## Votre tâche
Reprenez l'extrait sur la réélection de Mahmoud Abbas à la tête de l'OLP et écrivez la suite après sa dernière phrase.

**** Extrait de page ****

On ne comprend pas comment des
militants aguerris persistent à réélire un dirigeant de 83 ans, dans la
tourmente d’une accusation d’antisémitisme et de négationnisme. Il est vrai qu'il tient les cordons de la bourse et rares sont ceux qui peuvent prendre le risque de renoncer au fromage. Ils l’ont élu,
le 4 mai 2018, à la tête du comité exécutif de l’OLP
(Organisation de libération de la Palestine) après une réunion de quatre jours
à Ramallah du CNP (Conseil national palestinien) le parlement palestinien.
On
n’explique pas l’unanimité qui a prévalu à cette élection alors que Mahmoud
Abbas refuse de remettre en jeu son poste de président de l’Autorité, obtenu
le 15 janvier 2005. Pourtant la situation exige une refonte de la présidence
car les obstacles ne vont pas manquer en raison de relations détériorées avec
Israël d’une part, et compliquées avec les Etats-Unis d’autre part. La décision
de Donald Trump de reconnaître Jérusalem comme capitale d’Israël et surtout les
fuites concernant un plan de paix américain, dans lequel Abbas a été a priori exclu, ont remis en cause la stratégie palestinienne de l’attentisme. Il est sorti
décrédibilisé et affaibli tandis que sa dernière déclaration sur les massacres
de Juifs d’Europe a été la goutte d’eau qui a fait déborder le vase.
Ses
excuses tardives sonnent creux : «Si mes propos devant le Conseil national palestinien ont offensé
des gens, en particulier des gens de confession juive, je leur présente mes
excuses. Nous condamnons l’antisémitisme sous toutes ses formes et
confirmons notre engagement envers une solution à deux États, et à vivre côte à
côte dans la paix et la sécurité». Sans surprise,
Avigdor Lieberman, ministre de la défense et spécialiste des surenchères, a
refusé ces excuses : «Abou Mazen est un pitoyable négationniste
qui a rédigé un doctorat niant l’Holocauste puis, plus tard, a publié un livre
négationniste. C’est ainsi qu’on doit le considérer. Ses excuses ne sont pas
acceptées».

**** Les enregistrements ****

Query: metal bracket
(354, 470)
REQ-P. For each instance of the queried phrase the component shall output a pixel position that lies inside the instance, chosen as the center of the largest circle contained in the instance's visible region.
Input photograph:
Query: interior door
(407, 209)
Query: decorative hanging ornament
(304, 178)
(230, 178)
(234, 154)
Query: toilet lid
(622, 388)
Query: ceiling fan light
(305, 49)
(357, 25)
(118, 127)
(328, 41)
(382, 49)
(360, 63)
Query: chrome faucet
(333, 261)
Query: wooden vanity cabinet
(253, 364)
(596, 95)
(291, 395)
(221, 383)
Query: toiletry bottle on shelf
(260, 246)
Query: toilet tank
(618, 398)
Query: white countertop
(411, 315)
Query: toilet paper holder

****

## La réponse
Mahmoud Abbas
n’a pas fait de déclaration maladroite ; elle était volontaire pour faire
parler de lui et se réinsérer dans le circuit international qui l'ignore. L'Arabie saoudite et l'Egypte le boudent. Les yeux se sont
tournés vers la Syrie et l’Iran plaçant de fait la Palestine au second rang des
préoccupations occidentales, et même arabes. Il voulait attirer l’attention sur
lui par une attaque contre les Juifs et du même coup contre les proches juifs
du pouvoir américain.
De leur côté,
les Palestiniens n’ont pas apprécié que, pour éviter la contestation
interne au sein du Fatah, Abbas ait privilégié de s’adresser dans l’espace
réduit du CNP qui lui est entièrement dévoué au lieu de profiter du cadre de
l’OLP qui englobe tous les Palestiniens de l’intérieur et de l’extérieur, diaspora
comprise. Sa réunion s'est pratiquement passée en famille. Mais il pourra difficilement faire oublier qu’il a été à l’origine de
violences verbales à l’encontre des dirigeants américains, pour certains traités
de chiens. D’ailleurs il a récusé les Etats-Unis comme arbitre du processus de
paix ce qui l'a mis à l’écart du projet américain de solution
politique du conflit.
On
ne voit donc pas comment il pourrait s’insérer dans le nouveau plan de paix de
Donald Trump, dont certains contours ont été révélés. La seule position dont on lui sait gré est son
engagement à la solution à deux États et à la reconnaissance de l’État
d’Israël. Avigdor Lieberman a été informé du plan Trump lors de son dernier
voyage à Washington. Le président américain est prêt à accéder à la demande
palestinienne de créer la capitale de leur nouvel État à Jérusalem. Pour cela
Israël se retirerait de quartiers totalement arabes, Shūfāţ, Jabel Mukaber, Al-Īsawīya
et Abu Dis. On se demande d'ailleurs pourquoi ces quartiers totalement arabes et contestataires avaient été intégrés au sein du Grand Jérusalem. Ces zones, où les Juifs ne s’aventurent
jamais, constituent un véritable terreau du terrorisme et sont considérées
perdues par la municipalité de la capitale qui les laisse d’ailleurs à l’abandon.
Shūfāţ est un camp de réfugiés
faisant partie des frontières municipales de la ville de Jérusalem et inclus à
l’intérieur de la barrière de sécurité. Ce quartier a été entièrement
marginalisé par l’Autorité palestinienne qui n’y a aucune responsabilité
administrative.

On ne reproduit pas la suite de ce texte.